═══ Input for this task

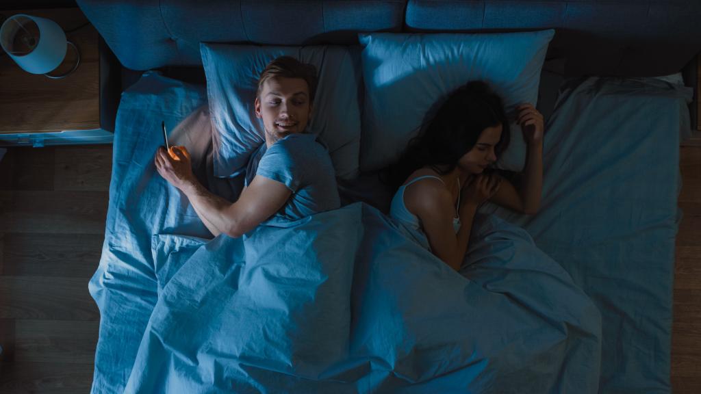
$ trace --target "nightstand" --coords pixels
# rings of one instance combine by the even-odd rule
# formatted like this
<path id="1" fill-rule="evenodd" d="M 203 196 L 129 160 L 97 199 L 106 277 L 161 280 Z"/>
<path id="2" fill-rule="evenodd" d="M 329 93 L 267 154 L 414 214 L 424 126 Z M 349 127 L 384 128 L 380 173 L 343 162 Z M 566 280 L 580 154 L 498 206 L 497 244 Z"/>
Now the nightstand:
<path id="1" fill-rule="evenodd" d="M 4 53 L 0 55 L 0 146 L 111 143 L 113 133 L 100 126 L 100 36 L 80 8 L 0 11 L 50 19 L 81 52 L 78 69 L 62 79 L 29 74 Z M 68 50 L 57 71 L 70 67 Z"/>

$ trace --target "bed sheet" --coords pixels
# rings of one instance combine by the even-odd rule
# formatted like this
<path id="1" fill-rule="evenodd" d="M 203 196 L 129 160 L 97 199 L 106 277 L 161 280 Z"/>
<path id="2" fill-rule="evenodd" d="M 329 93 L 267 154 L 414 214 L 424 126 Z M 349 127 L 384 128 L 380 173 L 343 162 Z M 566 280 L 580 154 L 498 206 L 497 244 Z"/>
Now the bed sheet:
<path id="1" fill-rule="evenodd" d="M 597 308 L 522 229 L 477 222 L 469 280 L 361 203 L 156 235 L 163 290 L 125 392 L 597 393 Z"/>
<path id="2" fill-rule="evenodd" d="M 561 90 L 538 215 L 486 212 L 524 226 L 601 311 L 601 393 L 670 393 L 679 136 L 693 92 L 595 77 Z"/>
<path id="3" fill-rule="evenodd" d="M 199 130 L 205 103 L 203 86 L 154 72 L 145 73 L 122 95 L 113 145 L 105 240 L 100 265 L 88 285 L 100 310 L 93 393 L 121 393 L 131 372 L 158 299 L 152 234 L 212 236 L 178 191 L 161 179 L 153 164 L 156 148 L 163 144 L 163 121 L 170 143 L 186 145 L 196 172 L 205 172 L 207 151 L 201 141 L 211 135 Z M 226 194 L 222 181 L 212 179 L 217 182 L 220 183 L 211 184 Z"/>
<path id="4" fill-rule="evenodd" d="M 597 391 L 597 308 L 496 216 L 479 219 L 469 280 L 362 203 L 210 240 L 152 164 L 161 118 L 180 125 L 176 143 L 197 146 L 182 125 L 201 126 L 204 92 L 146 78 L 118 114 L 90 283 L 101 313 L 93 393 Z"/>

══════

| Task objective |
Copy out everything from the beginning of the records down to the line containing "0 146 L 111", including that line, and leave the pictures out.

| Solution below |
$ trace --target "nightstand" --coords pixels
# rings of one instance combine by the even-odd rule
# formatted like this
<path id="1" fill-rule="evenodd" d="M 203 196 L 129 160 L 97 199 L 106 277 L 161 280 Z"/>
<path id="2" fill-rule="evenodd" d="M 329 93 L 267 154 L 414 214 L 424 126 Z M 349 127 L 384 128 L 380 173 L 343 162 Z M 566 280 L 580 154 L 498 206 L 497 244 Z"/>
Now the nightstand:
<path id="1" fill-rule="evenodd" d="M 4 53 L 0 55 L 0 146 L 111 143 L 113 133 L 100 126 L 100 36 L 80 8 L 0 11 L 50 19 L 81 52 L 78 69 L 62 79 L 29 74 Z M 68 50 L 57 71 L 70 67 Z"/>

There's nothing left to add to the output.